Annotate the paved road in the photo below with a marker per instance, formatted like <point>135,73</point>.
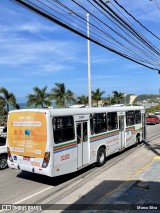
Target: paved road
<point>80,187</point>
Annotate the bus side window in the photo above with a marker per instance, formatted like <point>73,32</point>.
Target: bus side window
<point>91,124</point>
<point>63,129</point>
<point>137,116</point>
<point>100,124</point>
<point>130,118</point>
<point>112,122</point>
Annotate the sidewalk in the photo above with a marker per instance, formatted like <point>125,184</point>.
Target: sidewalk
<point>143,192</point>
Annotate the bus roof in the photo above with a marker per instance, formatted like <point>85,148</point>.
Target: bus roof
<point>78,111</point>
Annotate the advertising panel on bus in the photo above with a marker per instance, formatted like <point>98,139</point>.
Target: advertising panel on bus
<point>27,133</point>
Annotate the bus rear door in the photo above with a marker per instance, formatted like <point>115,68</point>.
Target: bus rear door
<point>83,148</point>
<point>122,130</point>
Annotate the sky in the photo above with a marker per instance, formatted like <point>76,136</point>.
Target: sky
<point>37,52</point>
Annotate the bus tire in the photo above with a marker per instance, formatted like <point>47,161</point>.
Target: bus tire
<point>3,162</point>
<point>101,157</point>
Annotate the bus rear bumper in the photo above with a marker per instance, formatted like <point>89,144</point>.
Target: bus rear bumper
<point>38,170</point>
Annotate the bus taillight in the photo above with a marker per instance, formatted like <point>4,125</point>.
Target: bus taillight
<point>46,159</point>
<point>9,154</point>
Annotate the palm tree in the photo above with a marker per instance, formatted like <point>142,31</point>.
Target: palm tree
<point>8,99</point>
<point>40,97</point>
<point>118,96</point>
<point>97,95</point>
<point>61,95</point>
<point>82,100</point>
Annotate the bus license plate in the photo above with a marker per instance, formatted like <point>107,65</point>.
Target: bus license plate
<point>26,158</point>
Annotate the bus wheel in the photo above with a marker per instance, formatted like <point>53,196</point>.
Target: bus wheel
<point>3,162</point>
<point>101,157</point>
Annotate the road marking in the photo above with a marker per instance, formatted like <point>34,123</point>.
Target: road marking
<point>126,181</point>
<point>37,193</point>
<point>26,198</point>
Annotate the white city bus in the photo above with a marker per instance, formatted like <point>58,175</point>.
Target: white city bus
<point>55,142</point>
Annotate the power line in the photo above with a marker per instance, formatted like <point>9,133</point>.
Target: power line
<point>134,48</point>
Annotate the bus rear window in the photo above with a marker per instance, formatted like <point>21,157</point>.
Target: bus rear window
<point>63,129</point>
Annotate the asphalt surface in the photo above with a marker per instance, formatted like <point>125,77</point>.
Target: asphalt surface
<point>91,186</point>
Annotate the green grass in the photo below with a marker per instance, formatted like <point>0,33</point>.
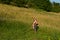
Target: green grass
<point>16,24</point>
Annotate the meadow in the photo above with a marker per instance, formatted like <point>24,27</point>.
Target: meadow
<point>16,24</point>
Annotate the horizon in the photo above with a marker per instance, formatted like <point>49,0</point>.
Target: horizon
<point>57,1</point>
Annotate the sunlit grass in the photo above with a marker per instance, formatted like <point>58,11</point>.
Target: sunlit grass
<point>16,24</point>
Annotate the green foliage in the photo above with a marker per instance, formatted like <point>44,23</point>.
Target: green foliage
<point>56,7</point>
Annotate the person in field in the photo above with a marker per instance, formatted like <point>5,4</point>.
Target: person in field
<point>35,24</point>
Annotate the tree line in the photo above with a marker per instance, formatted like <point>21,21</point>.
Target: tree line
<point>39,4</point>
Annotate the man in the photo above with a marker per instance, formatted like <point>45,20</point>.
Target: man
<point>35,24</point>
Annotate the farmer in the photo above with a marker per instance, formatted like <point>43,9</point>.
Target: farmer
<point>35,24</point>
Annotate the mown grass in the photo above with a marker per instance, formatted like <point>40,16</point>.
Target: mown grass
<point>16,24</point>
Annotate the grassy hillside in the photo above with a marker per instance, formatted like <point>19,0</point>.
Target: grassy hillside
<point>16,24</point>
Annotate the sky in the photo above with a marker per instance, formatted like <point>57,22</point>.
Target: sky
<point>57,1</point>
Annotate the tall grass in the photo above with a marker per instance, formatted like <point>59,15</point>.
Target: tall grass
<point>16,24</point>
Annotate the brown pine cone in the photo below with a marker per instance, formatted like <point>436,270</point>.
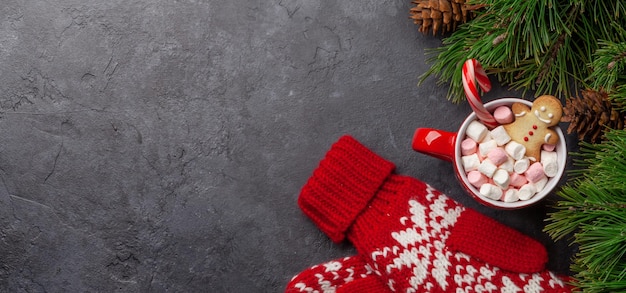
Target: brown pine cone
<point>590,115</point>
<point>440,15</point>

» **What is asked**
Copy every line of the listing above word for word, omitting the pictures.

» **Correct result**
Annotate the paved road in the photo below with a marker per instance, formatted like <point>135,73</point>.
Target: paved road
<point>80,187</point>
Annotate the bus side window in the photo above with a marker per instance, formatted like <point>73,32</point>.
Target: bus side window
<point>91,124</point>
<point>63,129</point>
<point>137,116</point>
<point>100,124</point>
<point>130,118</point>
<point>112,122</point>
Annotate the sidewalk in the photo above with a marker per instance, formatted like <point>125,184</point>.
Target: sidewalk
<point>143,192</point>
Annotate the bus roof in the photo above with a marker per instance, formatted like <point>85,148</point>.
Target: bus roof
<point>78,111</point>
Annotate the advertising panel on bus in the photo above with a marker per instance, formatted like <point>98,139</point>.
Target: advertising panel on bus
<point>27,133</point>
Annotate the bus rear door in the photo above with a marker per instance, formatted like <point>115,68</point>.
Target: bus rear door
<point>83,148</point>
<point>122,130</point>
Annotate the sky in the photo above with a marker per instance, formatted like <point>76,136</point>.
Target: sky
<point>37,52</point>
Annotate the bus tire in the photo above with a marker per instance, formatted like <point>47,161</point>.
Target: bus tire
<point>3,162</point>
<point>101,157</point>
Annotate the bus rear bumper in the photo above with a marker per instance, formatted like <point>89,144</point>.
Target: bus rear bumper
<point>38,170</point>
Annotate the bus taillight in the photo above with a marker per instance, formatted like <point>4,125</point>.
Target: bus taillight
<point>46,159</point>
<point>9,154</point>
Annotate the palm tree in the photo above with a marker per instance, formatted like <point>142,31</point>.
Target: palm tree
<point>8,99</point>
<point>40,97</point>
<point>118,96</point>
<point>97,95</point>
<point>61,95</point>
<point>82,100</point>
Annotate the bus license plate in the photo above with a marker per instance, formatted like <point>107,65</point>.
Target: bus license plate
<point>26,158</point>
Annotate the bus wheel in the photo above with a marker per instance, formatted like <point>53,196</point>.
Target: bus wheel
<point>3,162</point>
<point>101,157</point>
Annotate the road marking in the photo above with a marker per instance, formatted like <point>34,123</point>.
Target: road marking
<point>126,181</point>
<point>37,193</point>
<point>26,198</point>
Annotate the white city bus in the photo above with a marker per instance, formatted like <point>58,175</point>.
Target: white city bus
<point>55,142</point>
Annotate the power line in the photo above with a marker per instance, formatted like <point>9,133</point>.
Target: power line
<point>134,48</point>
Annotate the bus rear window in the photo above with a marker per instance, formatted like <point>21,157</point>.
Target: bus rear window
<point>63,129</point>
Annotate the asphalt surface in the photo above with a marker per instance, formatted like <point>125,77</point>.
Target: asphalt surface
<point>91,186</point>
Annotate the green grass in the photo below with a marker per instance, formatted like <point>0,33</point>.
Target: green grass
<point>16,24</point>
Annotate the meadow in the photo above with a marker per instance, formatted like <point>24,27</point>.
Target: meadow
<point>16,24</point>
Annotate the horizon in the photo above with a marker per instance, formatted like <point>49,0</point>.
Target: horizon
<point>57,1</point>
Annotate the sunlit grass in the photo above with a marker per instance, formatted like <point>58,11</point>.
Target: sunlit grass
<point>16,24</point>
Annotate the green foliage in the photo above with a marker per instance, formatted like <point>44,23</point>.
Target: green foliage
<point>56,7</point>
Annotate the person in field in the photo above with a marker per instance, formatted like <point>5,4</point>.
Target: person in field
<point>35,24</point>
Annotate the tree line in the photo above with a marker per instance, formatted like <point>21,21</point>.
Target: tree line
<point>39,4</point>
Annotate the man in the photo above with a marker per instance, formatted like <point>45,20</point>.
Target: man
<point>35,24</point>
Annotate the farmer in the photo above with a marker per instance, formatted like <point>43,9</point>.
Target: farmer
<point>35,24</point>
Annotate the mown grass in the photo above with a marker per instance, formatted like <point>40,16</point>.
Target: mown grass
<point>16,24</point>
Annotate the grassy hillside in the photo above with a marker per instance, formatted like <point>19,0</point>.
Target: grassy hillside
<point>16,24</point>
Annotate the sky in the photo above with a marker per instance, formatted like <point>57,22</point>.
Target: sky
<point>57,1</point>
Annotate the tall grass in the photo above with a marker per instance, formatted like <point>59,15</point>.
Target: tall grass
<point>16,24</point>
Annotate the brown pine cone in the photo below with a marker per instance, formatted like <point>436,270</point>.
Target: brown pine cone
<point>590,115</point>
<point>440,15</point>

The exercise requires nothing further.